Directives:
• 1. Rewrite the part of the outsourcing passage that opens with the words "One large UK" and closes with "key differentiators are.", putting "British" in place of "UK".
• 2. Reproduce, without alteration, the part of the region labeling listing that opens with the line containing "truck, that would help a great deal." and closes with the line containing "30], [486, 21]]", including both of those lines.

Provided passage:
# # # # # # #

CONTRACTING FOR CAPABILITY: the future of outsourcing Reply

Outsourcing only works for vendors. It does not work for customers. Revenue curves for vendors show a slight increase since 2008 for global outsourcing growth but the picture is less clear for customers. When looking at the economic-value-added (EVA) for businesses before and after outsourcing deals most show a nett decrease, which is to say only that they are weaker after the deal but not necessarily because of it.

The reasons are myriad however there are a few standard reasons:

  1. outsourcing is usually part of cost reduction activities of panicking organisations.
  2. there is usually a nett decrease in headcount which wipes out the value-added aspects of reduced costs.
  3. the customer’s SG&A costs usually rise due to the increased management activity needed in finding and using information.

Due to these reasons there is a feeling in the market that outsourcing does not work despite the claims of vendors. Therefore, vendors have increasingly (certainly since 2007) seen themselves fighting for an ever shrinking slice of the economic pie. The greatest sources of competitive advantage have been reputations and economies of scale. All, however, have been scrambling for a differentiator that does not involve reducing their own profits.

MIDDLE-OFFICE OUTSOURCING

One large UK outsourcing outfit saw the writing on the wall. It felt that it would not be able to compete with the lower labour (and similar outputs) of India-based companies. It rationalised that eventually it would be squeezed out of the back-office (i.e. highly standardised financial processes) outsourcing and infrastructure hosting markets. It would, it rationalised, need to move into middle-office outsourcing. Front-office outsourcing, on the other hand, is largely fictional as it encompasses the customer-facing aspects of a business which is where the key differentiators are.

# # # # # # #

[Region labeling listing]
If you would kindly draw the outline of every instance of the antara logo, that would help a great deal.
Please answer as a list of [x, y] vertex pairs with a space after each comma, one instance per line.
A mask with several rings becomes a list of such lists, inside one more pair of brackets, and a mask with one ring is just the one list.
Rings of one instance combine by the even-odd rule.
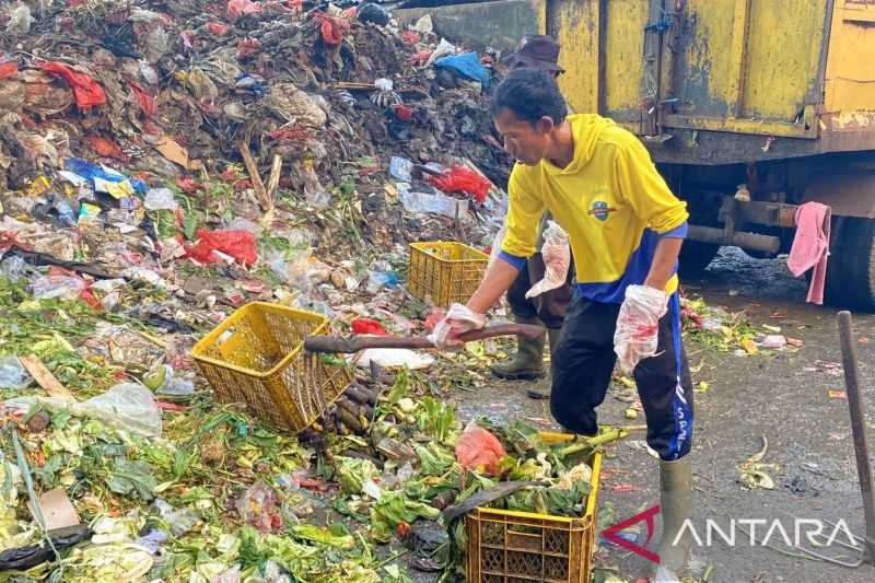
[[[630, 518], [608, 526], [602, 532], [602, 537], [618, 547], [622, 547], [658, 564], [660, 556], [646, 548], [653, 538], [655, 517], [658, 513], [658, 504], [651, 506]], [[648, 526], [648, 536], [643, 546], [637, 545], [620, 535], [621, 530], [640, 522], [644, 522]], [[737, 536], [738, 530], [747, 536]], [[858, 545], [856, 537], [851, 533], [848, 523], [843, 518], [839, 518], [836, 523], [819, 518], [793, 518], [792, 524], [789, 525], [784, 525], [779, 518], [730, 518], [727, 524], [721, 524], [713, 518], [705, 518], [703, 529], [697, 529], [693, 522], [687, 518], [680, 525], [680, 529], [672, 540], [672, 545], [679, 545], [681, 537], [685, 535], [689, 535], [699, 547], [711, 547], [716, 539], [720, 539], [722, 544], [731, 548], [737, 545], [766, 547], [775, 540], [783, 541], [788, 547], [796, 548], [802, 547], [803, 543], [806, 541], [817, 548], [831, 547], [837, 541], [842, 546], [850, 545], [855, 547]]]

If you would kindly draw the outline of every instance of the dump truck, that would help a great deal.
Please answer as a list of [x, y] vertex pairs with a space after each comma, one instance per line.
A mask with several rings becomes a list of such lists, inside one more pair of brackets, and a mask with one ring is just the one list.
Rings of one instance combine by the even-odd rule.
[[482, 34], [494, 31], [488, 11], [505, 23], [530, 14], [530, 32], [561, 43], [560, 84], [573, 109], [637, 133], [688, 202], [682, 276], [702, 271], [723, 245], [788, 253], [798, 205], [818, 201], [832, 214], [827, 301], [875, 310], [875, 0], [446, 10], [463, 14], [458, 30], [486, 21]]

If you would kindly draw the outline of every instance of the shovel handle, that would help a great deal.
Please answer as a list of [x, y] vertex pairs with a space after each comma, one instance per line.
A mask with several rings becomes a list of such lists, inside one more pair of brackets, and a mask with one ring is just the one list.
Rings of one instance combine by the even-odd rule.
[[[463, 342], [472, 342], [485, 338], [497, 336], [521, 336], [532, 340], [544, 336], [545, 328], [530, 324], [499, 324], [488, 326], [477, 330], [470, 330], [458, 339]], [[411, 350], [422, 348], [434, 348], [425, 337], [402, 337], [402, 336], [351, 336], [343, 338], [339, 336], [312, 336], [304, 340], [304, 348], [311, 352], [334, 352], [352, 354], [369, 348], [407, 348]]]

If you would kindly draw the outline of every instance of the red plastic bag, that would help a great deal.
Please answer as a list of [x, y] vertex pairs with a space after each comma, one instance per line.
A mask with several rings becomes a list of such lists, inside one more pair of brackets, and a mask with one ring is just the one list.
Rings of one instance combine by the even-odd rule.
[[223, 22], [210, 22], [207, 23], [207, 30], [210, 32], [210, 34], [215, 36], [224, 36], [225, 33], [228, 33], [228, 24]]
[[261, 4], [253, 2], [252, 0], [229, 0], [228, 20], [235, 22], [244, 14], [258, 14], [261, 10], [264, 10]]
[[39, 68], [67, 81], [73, 90], [75, 104], [80, 108], [93, 107], [106, 103], [106, 93], [104, 93], [103, 88], [97, 84], [91, 75], [80, 73], [61, 62], [55, 61], [43, 62], [39, 65]]
[[13, 61], [0, 62], [0, 79], [9, 79], [19, 74], [19, 66]]
[[316, 13], [316, 20], [322, 22], [319, 30], [323, 42], [330, 47], [340, 46], [340, 43], [343, 42], [343, 33], [349, 31], [349, 21], [335, 19], [322, 12]]
[[388, 336], [386, 328], [373, 318], [355, 318], [350, 324], [353, 334], [373, 334], [376, 336]]
[[474, 421], [456, 442], [456, 460], [465, 469], [495, 474], [499, 462], [508, 455], [498, 438]]
[[113, 140], [101, 138], [100, 136], [88, 136], [83, 138], [91, 149], [94, 150], [98, 156], [115, 158], [116, 160], [125, 160], [127, 156], [121, 151], [121, 147]]
[[155, 104], [154, 97], [152, 97], [152, 95], [150, 95], [143, 88], [141, 88], [137, 83], [131, 83], [130, 89], [133, 90], [133, 94], [137, 96], [137, 103], [140, 104], [140, 109], [143, 110], [143, 115], [145, 115], [145, 117], [156, 116], [158, 104]]
[[197, 242], [186, 250], [188, 256], [201, 264], [214, 264], [222, 260], [219, 252], [233, 257], [242, 265], [253, 265], [258, 260], [255, 235], [248, 231], [207, 231], [199, 229]]
[[465, 193], [482, 205], [492, 185], [465, 166], [453, 166], [440, 176], [425, 176], [425, 179], [444, 193]]

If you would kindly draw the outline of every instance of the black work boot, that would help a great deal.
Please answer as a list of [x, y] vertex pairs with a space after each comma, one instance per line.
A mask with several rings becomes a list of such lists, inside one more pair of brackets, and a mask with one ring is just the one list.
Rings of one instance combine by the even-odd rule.
[[[553, 352], [556, 351], [556, 347], [559, 346], [559, 334], [562, 331], [562, 328], [547, 328], [547, 337], [550, 339], [550, 358], [553, 358]], [[540, 399], [547, 400], [550, 398], [549, 390], [539, 390], [537, 388], [529, 388], [526, 390], [526, 395], [530, 399]]]
[[678, 581], [690, 557], [692, 537], [684, 523], [692, 517], [692, 467], [690, 456], [674, 462], [660, 460], [660, 513], [663, 536], [660, 541], [660, 567], [653, 583]]
[[[518, 324], [540, 326], [538, 318], [516, 318]], [[534, 381], [544, 376], [544, 336], [528, 340], [516, 337], [516, 354], [490, 366], [492, 374], [509, 381]]]

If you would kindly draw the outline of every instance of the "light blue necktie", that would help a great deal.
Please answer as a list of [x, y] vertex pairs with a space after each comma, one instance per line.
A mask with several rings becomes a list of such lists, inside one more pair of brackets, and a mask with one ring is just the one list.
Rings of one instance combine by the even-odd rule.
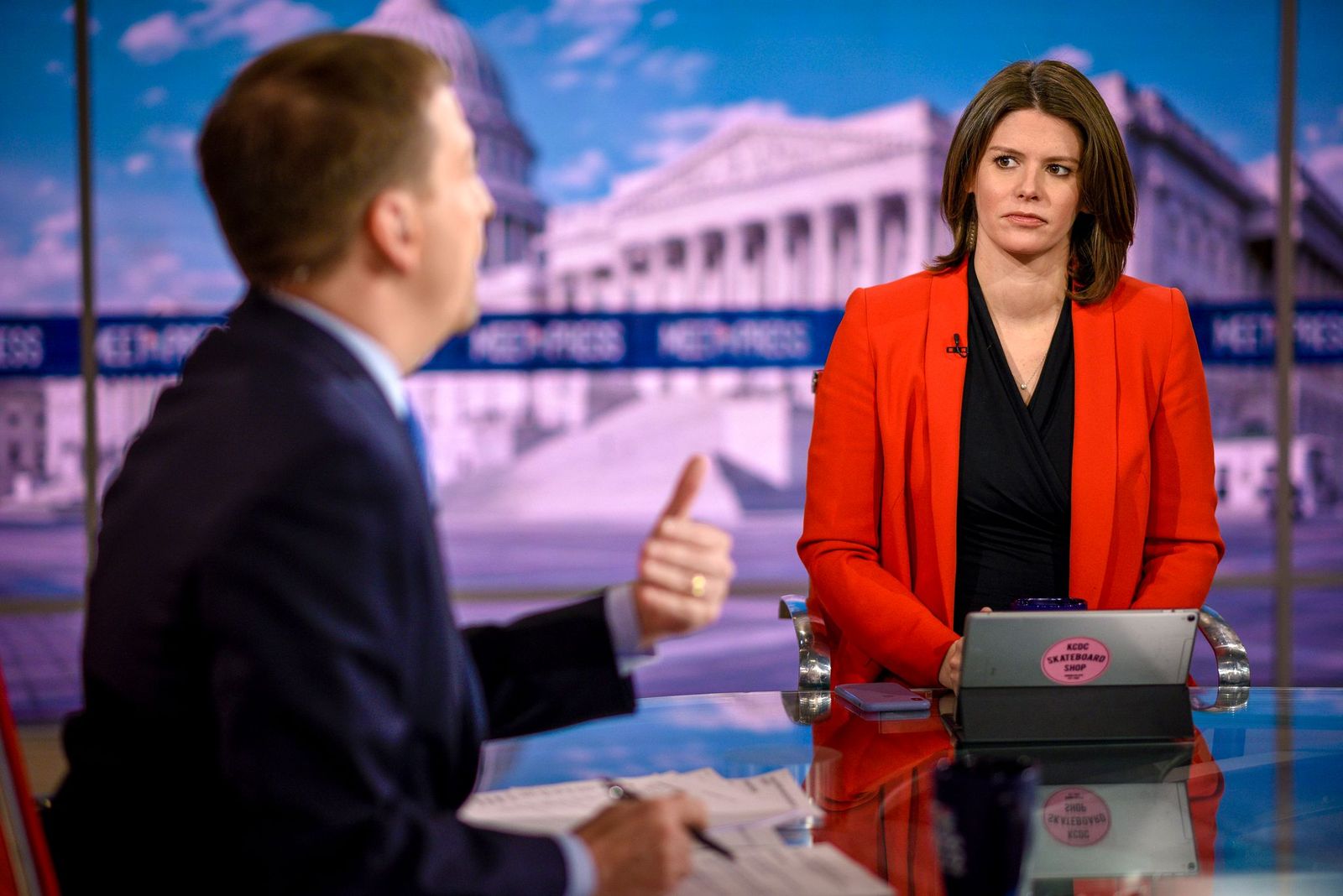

# # # # # # #

Expected results:
• 1.
One large British outsourcing outfit saw the writing on the wall. It felt that it would not be able to compete with the lower labour (and similar outputs) of India-based companies. It rationalised that eventually it would be squeezed out of the back-office (i.e. highly standardised financial processes) outsourcing and infrastructure hosting markets. It would, it rationalised, need to move into middle-office outsourcing. Front-office outsourcing, on the other hand, is largely fictional as it encompasses the customer-facing aspects of a business which is where the key differentiators are.

• 2.
If you would kindly draw the outline of every instance of the dump truck, that would help a great deal.
Please answer as a list of [x, y] vertex pairs with a space after each comma, one instance per line.
A mask with several rings becomes a list of such lists, inside one more pair of brackets, and a mask with one ring is just the one list.
Rings of one instance combine by the even-odd rule.
[[482, 34], [494, 31], [488, 11], [505, 23], [530, 14], [530, 32], [561, 43], [560, 84], [573, 109], [637, 133], [688, 202], [682, 276], [702, 271], [723, 245], [788, 253], [798, 205], [818, 201], [832, 214], [827, 301], [875, 310], [875, 0], [446, 10], [463, 14], [458, 30], [486, 21]]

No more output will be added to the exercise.